Print exactly the lines from the line with "Please pick out the palm tree in" to the last line of the data, please, both included.

-*-*-

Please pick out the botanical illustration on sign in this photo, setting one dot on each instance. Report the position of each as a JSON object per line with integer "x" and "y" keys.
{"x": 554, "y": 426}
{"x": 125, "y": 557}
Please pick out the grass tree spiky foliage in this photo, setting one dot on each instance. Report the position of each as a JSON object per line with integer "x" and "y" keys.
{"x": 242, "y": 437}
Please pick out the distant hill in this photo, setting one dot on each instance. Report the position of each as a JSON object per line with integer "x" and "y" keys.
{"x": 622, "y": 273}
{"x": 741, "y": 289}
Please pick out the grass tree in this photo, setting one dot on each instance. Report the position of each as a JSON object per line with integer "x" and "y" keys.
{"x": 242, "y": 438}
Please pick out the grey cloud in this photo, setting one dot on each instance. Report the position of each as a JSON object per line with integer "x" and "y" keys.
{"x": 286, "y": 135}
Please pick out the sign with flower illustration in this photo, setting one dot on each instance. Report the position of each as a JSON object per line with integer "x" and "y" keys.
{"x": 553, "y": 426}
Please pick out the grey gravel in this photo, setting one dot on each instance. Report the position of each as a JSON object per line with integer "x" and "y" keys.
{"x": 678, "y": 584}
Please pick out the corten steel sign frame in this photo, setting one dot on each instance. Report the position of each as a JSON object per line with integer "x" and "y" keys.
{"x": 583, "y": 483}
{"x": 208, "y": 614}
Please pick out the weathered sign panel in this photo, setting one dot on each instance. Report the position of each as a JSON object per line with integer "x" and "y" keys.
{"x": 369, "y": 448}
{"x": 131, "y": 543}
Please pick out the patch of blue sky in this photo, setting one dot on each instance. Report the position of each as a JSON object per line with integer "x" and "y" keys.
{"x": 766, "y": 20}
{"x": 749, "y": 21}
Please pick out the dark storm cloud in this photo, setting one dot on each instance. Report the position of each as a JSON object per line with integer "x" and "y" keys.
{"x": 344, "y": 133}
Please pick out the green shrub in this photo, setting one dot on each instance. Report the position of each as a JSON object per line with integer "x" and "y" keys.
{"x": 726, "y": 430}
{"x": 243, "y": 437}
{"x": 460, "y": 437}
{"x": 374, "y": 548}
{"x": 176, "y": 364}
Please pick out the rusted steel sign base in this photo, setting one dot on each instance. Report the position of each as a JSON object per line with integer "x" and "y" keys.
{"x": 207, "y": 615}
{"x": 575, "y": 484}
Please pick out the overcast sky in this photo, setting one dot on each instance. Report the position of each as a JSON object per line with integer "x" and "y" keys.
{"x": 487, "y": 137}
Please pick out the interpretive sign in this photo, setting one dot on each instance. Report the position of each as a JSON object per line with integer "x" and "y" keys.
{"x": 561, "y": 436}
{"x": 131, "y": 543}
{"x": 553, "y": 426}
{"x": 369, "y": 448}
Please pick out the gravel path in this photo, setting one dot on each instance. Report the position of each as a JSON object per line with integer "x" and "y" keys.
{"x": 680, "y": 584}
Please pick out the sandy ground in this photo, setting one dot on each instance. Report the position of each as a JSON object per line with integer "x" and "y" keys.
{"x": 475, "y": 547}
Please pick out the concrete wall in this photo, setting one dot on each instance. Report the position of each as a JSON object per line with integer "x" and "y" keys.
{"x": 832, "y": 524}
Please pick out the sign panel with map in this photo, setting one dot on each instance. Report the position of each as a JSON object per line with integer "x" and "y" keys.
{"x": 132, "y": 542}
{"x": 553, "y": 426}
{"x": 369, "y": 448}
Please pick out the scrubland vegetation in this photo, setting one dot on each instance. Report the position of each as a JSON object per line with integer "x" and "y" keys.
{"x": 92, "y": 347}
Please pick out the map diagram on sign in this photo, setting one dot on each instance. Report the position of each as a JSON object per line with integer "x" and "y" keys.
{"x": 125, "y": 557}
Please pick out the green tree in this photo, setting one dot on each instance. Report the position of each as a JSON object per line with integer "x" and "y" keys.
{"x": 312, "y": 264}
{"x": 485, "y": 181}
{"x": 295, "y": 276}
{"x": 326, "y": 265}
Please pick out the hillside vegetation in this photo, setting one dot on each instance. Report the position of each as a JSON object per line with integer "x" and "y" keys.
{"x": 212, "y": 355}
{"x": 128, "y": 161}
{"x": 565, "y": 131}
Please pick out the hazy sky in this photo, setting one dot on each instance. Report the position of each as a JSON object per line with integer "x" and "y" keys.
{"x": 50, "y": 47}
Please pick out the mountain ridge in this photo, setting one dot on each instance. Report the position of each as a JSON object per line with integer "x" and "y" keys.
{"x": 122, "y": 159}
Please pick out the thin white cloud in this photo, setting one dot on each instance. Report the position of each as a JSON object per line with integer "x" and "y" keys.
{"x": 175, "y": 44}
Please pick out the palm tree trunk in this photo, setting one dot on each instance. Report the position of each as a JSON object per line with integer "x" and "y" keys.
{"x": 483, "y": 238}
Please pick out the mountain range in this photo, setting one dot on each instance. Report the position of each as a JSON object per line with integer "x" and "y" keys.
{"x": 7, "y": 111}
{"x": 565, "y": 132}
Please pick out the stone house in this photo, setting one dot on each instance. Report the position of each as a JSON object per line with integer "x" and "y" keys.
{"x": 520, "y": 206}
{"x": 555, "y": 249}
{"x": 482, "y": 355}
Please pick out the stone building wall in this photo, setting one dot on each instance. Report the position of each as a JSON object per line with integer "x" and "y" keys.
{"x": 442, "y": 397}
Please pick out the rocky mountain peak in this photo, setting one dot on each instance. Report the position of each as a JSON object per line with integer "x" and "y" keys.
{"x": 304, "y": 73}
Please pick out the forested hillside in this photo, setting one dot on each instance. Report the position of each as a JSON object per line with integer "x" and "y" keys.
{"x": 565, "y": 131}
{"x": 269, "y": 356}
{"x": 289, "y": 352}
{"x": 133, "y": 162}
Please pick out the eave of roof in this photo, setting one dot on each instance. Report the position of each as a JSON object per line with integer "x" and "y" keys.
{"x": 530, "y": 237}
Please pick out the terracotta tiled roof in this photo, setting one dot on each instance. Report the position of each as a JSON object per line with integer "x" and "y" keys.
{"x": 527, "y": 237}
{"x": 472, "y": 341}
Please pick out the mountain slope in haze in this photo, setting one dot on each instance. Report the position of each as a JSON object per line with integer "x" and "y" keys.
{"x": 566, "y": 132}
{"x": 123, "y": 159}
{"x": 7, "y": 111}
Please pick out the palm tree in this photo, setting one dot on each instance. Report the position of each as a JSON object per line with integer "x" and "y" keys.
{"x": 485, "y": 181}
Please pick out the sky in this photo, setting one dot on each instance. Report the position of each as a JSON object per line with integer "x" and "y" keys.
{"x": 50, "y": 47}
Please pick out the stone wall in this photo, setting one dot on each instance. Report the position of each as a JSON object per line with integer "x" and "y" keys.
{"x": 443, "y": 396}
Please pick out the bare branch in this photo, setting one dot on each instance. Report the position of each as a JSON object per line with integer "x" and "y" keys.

-*-*-

- _Correct output_:
Please pick out the palm tree in this photo, setting one dot on each instance. Report the position of each as a JSON object per line with integer "x" and "y" keys.
{"x": 485, "y": 181}
Please pick out the sky in this photo, setting one dot on each instance. Report the position of each as a JSON object per line with integer "x" and "y" keys.
{"x": 50, "y": 47}
Please pick out the stone wall in this photo, setting one dot on each instance. Report the position of each as a JSON object per line with integer "x" and "y" keys.
{"x": 443, "y": 396}
Please pick out the bare branch in this photo, setting one dot on each instance. Report the position of each as a JSON object per line with integer "x" and "y" keys.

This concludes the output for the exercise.